Gerechtshof Amsterdam, 28-01-2025, ECLI:NL:GHAMS:2025:535, 24/3326
Gerechtshof Amsterdam, 28-01-2025, ECLI:NL:GHAMS:2025:535, 24/3326
Gegevens
- Instantie
- Gerechtshof Amsterdam
- Datum uitspraak
- 28 januari 2025
- Datum publicatie
- 4 maart 2025
- Annotator
- Zaaknummer
- 24/3326
- Relevante informatie
- Art. 2.14bis Wet IB 2001, Art. 5.2 Wet IB 2001
Inhoudsindicatie
Box 3; werkelijk rendement van de participaties van de beleggingsclub; belanghebbende stelt dat sprake is van negatief rendement; vertrouwensbeginsel en gelijkheidsbeginsel.
Uitspraak
kenmerk 24/3326
28 januari 2025
uitspraak van de vierde meervoudige belastingkamer
op het hoger beroep – na verwijzing door de Hoge Raad der Nederlanden – van
[X] , woonachtig te [Z] , belanghebbende,
tegen de uitspraak van 20 december 2022 in de zaak met kenmerk SGR 21/8219 van de rechtbank Den Haag (hierna: de rechtbank) in het geding tussen
belanghebbende
en
de inspecteur van de Belastingdienst, de inspecteur.
1 Ontstaan en loop van het geding
De inspecteur heeft met dagtekening 5 juni 2021 aan belanghebbende voor het jaar 2020 een aanslag inkomstenbelasting en premie volksverzekeringen (hierna: ib/pvv) opgelegd, berekend naar een belastbaar inkomen uit werk en woning van nihil en een belastbaar inkomen uit sparen en beleggen van € 100.975.
Belanghebbende heeft hiertegen bezwaar gemaakt. Dit bezwaar is aangemerkt als massaal bezwaar. Bij collectieve uitspraak van de staatssecretaris van Financiën is dit bezwaar gegrond verklaard. Het bezwaar is daarnaast door de inspecteur in behandeling genomen als individueel bezwaar op het aspect van de individuele en buitensporige last. Bij uitspraak op bezwaar van 15 november 2021 is het bezwaar ongegrond verklaard.
Belanghebbende heeft tegen de uitspraak op bezwaar beroep ingesteld. In haar uitspraak heeft de rechtbank het beroep ongegrond verklaard.
Belanghebbende heeft hoger beroep ingesteld bij het Gerechtshof Den Haag.
Het Gerechtshof Den Haag heeft bij uitspraak van 3 januari 2024, ECLI:NL:GHDHA:2024:229, de uitspraak van de rechtbank bevestigd.

=== Opdracht 1 ===
Waarom doet het Gerechtshof Amsterdam volgens de uitspraak over box 3 uitspraak op het hoger beroep? Beantwoord dit in één tot drie zinnen.
=== Opdracht 2 ===
Kun je de uitspraak over box 3 hervatten, te beginnen na de laatste zin die er staat?
Deze records staan los van de uitspraak over box 3.

=== Geëxtraheerde records ===

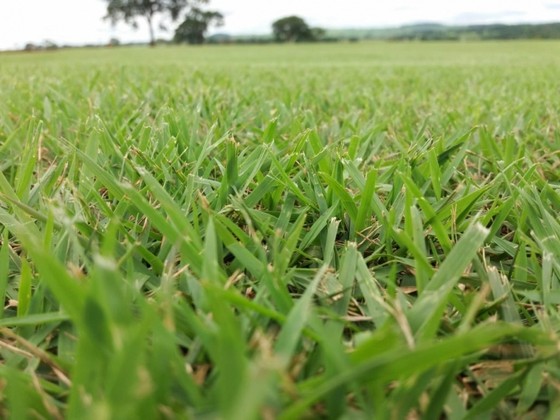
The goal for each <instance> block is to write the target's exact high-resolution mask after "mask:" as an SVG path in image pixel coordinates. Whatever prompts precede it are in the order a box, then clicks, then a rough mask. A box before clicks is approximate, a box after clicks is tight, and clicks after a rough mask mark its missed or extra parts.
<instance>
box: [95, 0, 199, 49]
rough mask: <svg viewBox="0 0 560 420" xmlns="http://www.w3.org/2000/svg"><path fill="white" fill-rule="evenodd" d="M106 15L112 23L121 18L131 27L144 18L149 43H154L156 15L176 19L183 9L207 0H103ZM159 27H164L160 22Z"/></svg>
mask: <svg viewBox="0 0 560 420" xmlns="http://www.w3.org/2000/svg"><path fill="white" fill-rule="evenodd" d="M105 1H106V2H107V15H106V16H105V19H110V20H111V22H113V24H115V23H116V22H118V21H119V20H122V21H124V22H126V23H128V24H130V25H132V26H133V27H137V26H138V20H137V19H139V18H145V19H146V22H147V23H148V28H149V30H150V45H152V46H153V45H155V43H156V41H155V34H154V23H155V22H154V20H155V18H156V16H157V15H162V16H169V17H170V18H171V20H172V21H176V20H177V19H178V18H179V17H180V16H181V14H182V12H183V11H184V10H185V9H189V8H194V7H196V6H198V5H201V4H206V3H208V0H105ZM160 27H162V28H163V27H164V26H163V24H160Z"/></svg>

=== Definitief antwoord 1 ===
Het Gerechtshof Amsterdam behandelt het hoger beroep na verwijzing door de Hoge Raad der Nederlanden. Eerder had het Gerechtshof Den Haag op 3 januari 2024 in dit hoger beroep de uitspraak van de rechtbank bevestigd.

=== Definitief antwoord 2 ===
Belanghebbende heeft tegen de uitspraak van het Gerechtshof Den Haag beroep in cassatie ingesteld bij de Hoge Raad. De Staatssecretaris van Financiën heeft incidenteel beroep in cassatie ingesteld. De Hoge Raad heeft bij arrest van 2 augustus 2024, ECLI:NL:HR:2024:1086 (hierna: het verwijzingsarrest), als volgt beslist:
“7. Beslissing
De Hoge Raad:
- verklaart het principale beroep in cassatie van belanghebbende gegrond,
- verklaart het incidentele beroep in cassatie van de Staatssecretaris van Financiën ongegrond,
- vernietigt de uitspraak van het Hof,
- verwijst het geding naar het Gerechtshof Amsterdam ter verdere behandeling en beslissing van de zaak met inachtneming van dit arrest, en
- draagt de Staatssecretaris op aan belanghebbende te vergoeden het griffierecht dat belanghebbende voor de behandeling van het beroep in cassatie heeft betaald van € 138.”
Partijen hebben een schriftelijke reactie op het verwijzingsarrest ingediend.
De inspecteur heeft een nader stuk ingediend.
Het onderzoek ter zitting heeft plaatsgevonden op 14 januari 2025. Van het verhandelde ter zitting is een proces-verbaal opgemaakt dat met deze uitspraak wordt
meegezonden.
2 Feiten
Belanghebbende heeft voor het jaar 2020 aangifte ib/pvv gedaan naar een grondslag sparen en beleggen van € 2.153.861. Volgens de Wet IB 2001 bedraagt het belastbaar inkomen uit sparen en beleggen bij deze grondslag € 100.975. De inkomstenbelasting in box 3 over dit belastbaar inkomen bedraagt dan € 30.062 na toepassing van een aftrek voor buitenlandse bronheffing van € 230. De aanslag ib/pvv voor het jaar 2020 is overeenkomstig de aangifte opgelegd.
De berekening van de inkomstenbelasting box 3 overeenkomstig de Wet rechtsherstel box 3 leidt voor belanghebbende niet tot een gunstiger resultaat.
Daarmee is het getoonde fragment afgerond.